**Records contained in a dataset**
※ ※ ※

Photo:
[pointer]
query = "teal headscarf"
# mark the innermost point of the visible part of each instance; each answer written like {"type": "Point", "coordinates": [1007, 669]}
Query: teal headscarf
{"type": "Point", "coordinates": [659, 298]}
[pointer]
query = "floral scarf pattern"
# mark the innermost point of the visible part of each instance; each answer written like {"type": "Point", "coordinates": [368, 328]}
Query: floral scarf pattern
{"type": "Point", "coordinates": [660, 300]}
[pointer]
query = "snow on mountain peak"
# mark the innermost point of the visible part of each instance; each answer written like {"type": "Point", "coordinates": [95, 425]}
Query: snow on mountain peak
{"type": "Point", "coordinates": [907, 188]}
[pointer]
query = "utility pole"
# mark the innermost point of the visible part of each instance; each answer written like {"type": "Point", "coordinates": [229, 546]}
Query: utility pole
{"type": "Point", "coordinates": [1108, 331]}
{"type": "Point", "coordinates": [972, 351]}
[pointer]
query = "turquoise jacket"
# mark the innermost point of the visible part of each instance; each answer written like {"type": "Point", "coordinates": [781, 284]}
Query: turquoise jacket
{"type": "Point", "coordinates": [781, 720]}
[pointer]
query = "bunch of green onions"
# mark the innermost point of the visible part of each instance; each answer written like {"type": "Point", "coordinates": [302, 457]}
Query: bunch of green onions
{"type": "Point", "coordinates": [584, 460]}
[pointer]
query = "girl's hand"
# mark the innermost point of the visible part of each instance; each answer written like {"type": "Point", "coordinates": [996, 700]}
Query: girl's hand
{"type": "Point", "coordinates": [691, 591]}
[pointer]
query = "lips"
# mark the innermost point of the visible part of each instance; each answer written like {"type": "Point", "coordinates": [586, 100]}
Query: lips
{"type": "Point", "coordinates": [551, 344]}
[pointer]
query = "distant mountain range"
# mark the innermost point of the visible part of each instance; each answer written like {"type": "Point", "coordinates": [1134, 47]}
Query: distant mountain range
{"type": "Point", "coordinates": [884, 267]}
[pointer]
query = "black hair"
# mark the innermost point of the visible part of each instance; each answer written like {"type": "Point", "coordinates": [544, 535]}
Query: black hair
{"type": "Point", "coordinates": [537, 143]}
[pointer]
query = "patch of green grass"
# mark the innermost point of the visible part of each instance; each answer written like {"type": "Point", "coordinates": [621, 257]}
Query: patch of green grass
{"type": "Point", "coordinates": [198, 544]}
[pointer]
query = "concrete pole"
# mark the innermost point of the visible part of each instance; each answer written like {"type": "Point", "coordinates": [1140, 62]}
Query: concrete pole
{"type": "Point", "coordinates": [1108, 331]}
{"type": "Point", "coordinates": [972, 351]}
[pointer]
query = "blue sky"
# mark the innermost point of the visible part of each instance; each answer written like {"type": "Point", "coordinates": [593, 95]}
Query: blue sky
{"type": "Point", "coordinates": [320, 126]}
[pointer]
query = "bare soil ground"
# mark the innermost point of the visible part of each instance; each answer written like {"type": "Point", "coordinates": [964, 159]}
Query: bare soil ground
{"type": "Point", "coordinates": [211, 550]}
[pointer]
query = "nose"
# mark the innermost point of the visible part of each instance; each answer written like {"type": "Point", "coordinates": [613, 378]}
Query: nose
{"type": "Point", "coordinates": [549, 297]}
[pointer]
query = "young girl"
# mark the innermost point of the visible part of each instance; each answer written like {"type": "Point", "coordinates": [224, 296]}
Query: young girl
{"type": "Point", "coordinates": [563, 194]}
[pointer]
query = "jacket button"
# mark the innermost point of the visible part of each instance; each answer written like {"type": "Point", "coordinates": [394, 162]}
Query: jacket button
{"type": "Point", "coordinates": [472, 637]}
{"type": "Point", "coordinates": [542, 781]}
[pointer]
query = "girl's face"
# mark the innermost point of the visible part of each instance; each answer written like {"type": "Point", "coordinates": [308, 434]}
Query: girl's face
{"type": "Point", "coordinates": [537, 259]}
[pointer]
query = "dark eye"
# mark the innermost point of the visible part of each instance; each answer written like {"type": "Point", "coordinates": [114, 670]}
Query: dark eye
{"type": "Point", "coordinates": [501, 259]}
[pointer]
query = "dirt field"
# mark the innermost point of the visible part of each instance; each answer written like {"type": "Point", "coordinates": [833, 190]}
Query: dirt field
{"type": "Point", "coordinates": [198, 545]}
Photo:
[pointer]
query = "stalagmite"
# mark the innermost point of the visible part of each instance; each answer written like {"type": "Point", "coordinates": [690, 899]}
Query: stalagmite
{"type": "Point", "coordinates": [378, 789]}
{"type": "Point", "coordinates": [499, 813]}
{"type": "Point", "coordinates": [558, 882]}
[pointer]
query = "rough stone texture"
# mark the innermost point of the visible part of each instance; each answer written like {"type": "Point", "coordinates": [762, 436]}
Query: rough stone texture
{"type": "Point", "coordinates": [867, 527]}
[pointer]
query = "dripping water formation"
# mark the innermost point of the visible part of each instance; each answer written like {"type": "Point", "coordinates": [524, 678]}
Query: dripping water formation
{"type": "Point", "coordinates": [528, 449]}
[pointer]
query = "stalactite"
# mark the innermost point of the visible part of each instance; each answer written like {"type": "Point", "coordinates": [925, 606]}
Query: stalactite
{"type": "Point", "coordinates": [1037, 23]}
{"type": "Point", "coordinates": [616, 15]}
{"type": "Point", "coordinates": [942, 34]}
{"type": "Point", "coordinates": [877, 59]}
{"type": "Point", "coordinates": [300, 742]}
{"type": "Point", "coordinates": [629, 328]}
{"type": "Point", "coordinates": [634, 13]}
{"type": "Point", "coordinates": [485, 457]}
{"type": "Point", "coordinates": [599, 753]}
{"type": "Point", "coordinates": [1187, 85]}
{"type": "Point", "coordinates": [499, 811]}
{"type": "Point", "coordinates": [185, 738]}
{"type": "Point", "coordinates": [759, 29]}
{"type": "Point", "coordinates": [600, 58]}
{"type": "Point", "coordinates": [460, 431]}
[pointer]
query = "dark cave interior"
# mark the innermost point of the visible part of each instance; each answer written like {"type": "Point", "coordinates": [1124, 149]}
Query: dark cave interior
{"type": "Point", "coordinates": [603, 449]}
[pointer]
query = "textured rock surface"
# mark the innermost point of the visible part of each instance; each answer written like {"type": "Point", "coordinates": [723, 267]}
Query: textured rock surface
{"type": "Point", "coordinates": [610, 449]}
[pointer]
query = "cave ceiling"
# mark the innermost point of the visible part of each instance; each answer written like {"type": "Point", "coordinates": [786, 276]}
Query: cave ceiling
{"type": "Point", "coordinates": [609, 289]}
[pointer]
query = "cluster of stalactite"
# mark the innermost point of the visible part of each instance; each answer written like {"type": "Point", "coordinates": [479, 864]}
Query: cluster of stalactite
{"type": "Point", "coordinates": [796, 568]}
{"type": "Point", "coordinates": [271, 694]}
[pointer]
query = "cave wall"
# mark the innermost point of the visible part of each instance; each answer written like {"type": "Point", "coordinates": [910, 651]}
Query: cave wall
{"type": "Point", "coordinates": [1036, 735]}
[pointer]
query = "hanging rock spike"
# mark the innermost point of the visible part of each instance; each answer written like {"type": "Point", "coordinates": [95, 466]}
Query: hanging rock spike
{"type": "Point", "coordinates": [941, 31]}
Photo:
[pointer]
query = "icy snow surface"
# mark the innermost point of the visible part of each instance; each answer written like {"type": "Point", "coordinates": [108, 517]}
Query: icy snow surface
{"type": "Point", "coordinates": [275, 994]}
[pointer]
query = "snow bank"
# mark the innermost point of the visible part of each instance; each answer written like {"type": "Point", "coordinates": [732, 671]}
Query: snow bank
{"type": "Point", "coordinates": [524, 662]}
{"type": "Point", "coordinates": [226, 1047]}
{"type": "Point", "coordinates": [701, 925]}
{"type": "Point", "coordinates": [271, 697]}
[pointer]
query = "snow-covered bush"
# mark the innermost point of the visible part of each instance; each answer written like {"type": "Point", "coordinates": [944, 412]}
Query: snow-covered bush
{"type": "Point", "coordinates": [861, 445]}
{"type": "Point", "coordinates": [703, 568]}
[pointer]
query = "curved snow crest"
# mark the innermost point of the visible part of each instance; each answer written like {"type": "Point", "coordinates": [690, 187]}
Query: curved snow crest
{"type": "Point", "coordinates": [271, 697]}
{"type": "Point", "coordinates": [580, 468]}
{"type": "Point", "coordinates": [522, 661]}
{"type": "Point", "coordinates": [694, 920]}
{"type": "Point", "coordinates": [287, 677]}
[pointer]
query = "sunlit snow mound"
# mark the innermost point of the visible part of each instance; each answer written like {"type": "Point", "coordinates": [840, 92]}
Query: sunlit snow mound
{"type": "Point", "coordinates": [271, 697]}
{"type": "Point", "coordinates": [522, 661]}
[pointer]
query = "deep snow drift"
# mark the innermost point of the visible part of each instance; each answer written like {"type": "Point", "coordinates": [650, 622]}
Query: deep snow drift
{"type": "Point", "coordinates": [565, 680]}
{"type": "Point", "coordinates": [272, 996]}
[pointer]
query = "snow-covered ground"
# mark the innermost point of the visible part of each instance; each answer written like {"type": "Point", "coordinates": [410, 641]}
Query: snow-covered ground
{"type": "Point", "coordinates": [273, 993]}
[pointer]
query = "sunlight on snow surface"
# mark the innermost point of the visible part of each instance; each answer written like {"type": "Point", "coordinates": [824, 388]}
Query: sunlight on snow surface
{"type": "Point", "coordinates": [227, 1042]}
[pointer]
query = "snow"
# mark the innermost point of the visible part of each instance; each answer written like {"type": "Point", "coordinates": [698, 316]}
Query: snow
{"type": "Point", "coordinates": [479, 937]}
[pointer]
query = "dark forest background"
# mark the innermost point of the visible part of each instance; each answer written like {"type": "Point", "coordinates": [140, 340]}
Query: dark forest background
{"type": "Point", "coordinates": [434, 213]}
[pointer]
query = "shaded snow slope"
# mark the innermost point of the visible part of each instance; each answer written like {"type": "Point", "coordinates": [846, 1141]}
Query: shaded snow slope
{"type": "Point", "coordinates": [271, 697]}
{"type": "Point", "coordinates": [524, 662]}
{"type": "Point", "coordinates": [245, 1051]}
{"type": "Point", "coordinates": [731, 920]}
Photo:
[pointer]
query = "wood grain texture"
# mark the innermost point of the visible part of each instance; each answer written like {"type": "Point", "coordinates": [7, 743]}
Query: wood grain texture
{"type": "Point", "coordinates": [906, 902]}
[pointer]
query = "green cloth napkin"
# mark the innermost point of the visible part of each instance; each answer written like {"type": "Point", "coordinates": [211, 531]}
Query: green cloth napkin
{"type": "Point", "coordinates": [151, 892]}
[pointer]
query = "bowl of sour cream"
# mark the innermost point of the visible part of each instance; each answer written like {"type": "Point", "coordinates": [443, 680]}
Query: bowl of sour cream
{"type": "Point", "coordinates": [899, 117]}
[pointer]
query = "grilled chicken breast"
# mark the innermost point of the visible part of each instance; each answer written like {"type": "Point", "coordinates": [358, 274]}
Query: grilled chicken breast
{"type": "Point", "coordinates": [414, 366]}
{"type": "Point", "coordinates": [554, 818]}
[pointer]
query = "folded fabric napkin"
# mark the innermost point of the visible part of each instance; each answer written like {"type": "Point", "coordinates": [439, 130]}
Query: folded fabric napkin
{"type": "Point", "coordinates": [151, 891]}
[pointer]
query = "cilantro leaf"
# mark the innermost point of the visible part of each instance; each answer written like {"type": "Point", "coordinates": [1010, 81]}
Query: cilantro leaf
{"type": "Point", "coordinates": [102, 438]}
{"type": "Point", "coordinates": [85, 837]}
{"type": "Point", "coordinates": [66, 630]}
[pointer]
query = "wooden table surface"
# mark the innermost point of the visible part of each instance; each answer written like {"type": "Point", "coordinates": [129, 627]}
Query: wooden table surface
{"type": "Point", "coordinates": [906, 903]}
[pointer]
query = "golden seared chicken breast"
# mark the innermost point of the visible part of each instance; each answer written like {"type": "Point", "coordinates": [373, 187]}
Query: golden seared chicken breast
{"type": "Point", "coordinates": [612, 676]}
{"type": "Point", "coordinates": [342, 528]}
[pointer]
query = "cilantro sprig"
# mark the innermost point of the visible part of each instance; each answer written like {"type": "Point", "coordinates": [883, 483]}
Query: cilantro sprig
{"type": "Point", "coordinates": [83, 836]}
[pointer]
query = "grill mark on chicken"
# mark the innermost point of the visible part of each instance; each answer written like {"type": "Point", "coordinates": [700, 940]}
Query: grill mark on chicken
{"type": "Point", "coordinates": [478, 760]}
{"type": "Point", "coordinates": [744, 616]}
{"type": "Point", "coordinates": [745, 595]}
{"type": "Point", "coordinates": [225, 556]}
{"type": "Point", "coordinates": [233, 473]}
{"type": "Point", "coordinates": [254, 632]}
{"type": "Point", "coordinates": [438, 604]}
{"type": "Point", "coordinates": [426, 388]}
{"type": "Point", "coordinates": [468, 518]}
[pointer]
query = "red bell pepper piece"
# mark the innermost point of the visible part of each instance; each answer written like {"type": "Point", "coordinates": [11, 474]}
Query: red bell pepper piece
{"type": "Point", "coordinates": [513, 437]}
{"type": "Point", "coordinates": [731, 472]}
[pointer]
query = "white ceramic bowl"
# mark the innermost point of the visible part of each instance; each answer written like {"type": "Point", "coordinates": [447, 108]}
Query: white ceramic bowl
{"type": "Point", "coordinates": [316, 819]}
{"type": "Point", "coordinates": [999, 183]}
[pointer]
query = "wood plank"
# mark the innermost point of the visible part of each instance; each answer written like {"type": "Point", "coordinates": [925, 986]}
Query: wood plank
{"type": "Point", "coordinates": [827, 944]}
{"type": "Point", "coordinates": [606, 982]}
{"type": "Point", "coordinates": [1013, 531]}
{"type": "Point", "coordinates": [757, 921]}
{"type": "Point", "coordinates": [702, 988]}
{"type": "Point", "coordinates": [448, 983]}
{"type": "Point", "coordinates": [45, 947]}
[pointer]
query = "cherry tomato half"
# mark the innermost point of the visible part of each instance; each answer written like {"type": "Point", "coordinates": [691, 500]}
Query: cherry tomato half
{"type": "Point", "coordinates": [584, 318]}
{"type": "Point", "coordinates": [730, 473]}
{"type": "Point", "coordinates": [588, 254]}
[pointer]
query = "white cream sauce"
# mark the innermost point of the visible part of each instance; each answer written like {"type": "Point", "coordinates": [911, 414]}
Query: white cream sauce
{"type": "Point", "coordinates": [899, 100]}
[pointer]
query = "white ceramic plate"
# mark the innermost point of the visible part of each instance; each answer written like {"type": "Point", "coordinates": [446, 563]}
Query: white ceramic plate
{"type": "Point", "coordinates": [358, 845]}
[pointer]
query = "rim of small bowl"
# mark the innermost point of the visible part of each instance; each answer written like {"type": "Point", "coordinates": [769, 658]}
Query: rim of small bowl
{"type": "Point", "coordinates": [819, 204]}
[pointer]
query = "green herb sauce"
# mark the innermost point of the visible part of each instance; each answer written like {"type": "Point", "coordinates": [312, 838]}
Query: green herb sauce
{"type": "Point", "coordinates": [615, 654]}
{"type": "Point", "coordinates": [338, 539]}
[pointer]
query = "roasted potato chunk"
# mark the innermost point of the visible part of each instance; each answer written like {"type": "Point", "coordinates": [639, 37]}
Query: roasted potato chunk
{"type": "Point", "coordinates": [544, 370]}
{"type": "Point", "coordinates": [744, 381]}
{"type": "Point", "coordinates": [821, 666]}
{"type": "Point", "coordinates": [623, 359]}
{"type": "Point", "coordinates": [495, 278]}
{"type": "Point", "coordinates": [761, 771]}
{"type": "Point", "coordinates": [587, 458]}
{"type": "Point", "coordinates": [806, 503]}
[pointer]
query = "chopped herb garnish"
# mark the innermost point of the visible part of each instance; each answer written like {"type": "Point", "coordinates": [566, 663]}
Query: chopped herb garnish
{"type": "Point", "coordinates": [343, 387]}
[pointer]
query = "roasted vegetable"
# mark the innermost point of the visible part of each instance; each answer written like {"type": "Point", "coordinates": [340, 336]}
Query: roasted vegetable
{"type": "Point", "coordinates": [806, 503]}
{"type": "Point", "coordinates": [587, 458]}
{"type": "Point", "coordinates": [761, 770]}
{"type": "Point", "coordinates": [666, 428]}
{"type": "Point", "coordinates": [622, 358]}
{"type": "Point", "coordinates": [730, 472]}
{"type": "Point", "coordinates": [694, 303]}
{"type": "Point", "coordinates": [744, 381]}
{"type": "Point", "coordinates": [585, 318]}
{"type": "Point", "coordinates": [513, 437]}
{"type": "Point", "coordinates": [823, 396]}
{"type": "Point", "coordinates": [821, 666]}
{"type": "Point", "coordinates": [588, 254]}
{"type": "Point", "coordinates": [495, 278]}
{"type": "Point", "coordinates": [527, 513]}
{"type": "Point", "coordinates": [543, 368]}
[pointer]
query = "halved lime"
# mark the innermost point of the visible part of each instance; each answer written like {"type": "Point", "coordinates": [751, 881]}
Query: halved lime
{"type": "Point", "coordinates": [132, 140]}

※ ※ ※

**WHAT IS REQUIRED**
Locate each line in the records above that contains the string "bare", and copy those lines. Case counts when matching.

**FINAL ANSWER**
query = "bare soil ground"
Query: bare soil ground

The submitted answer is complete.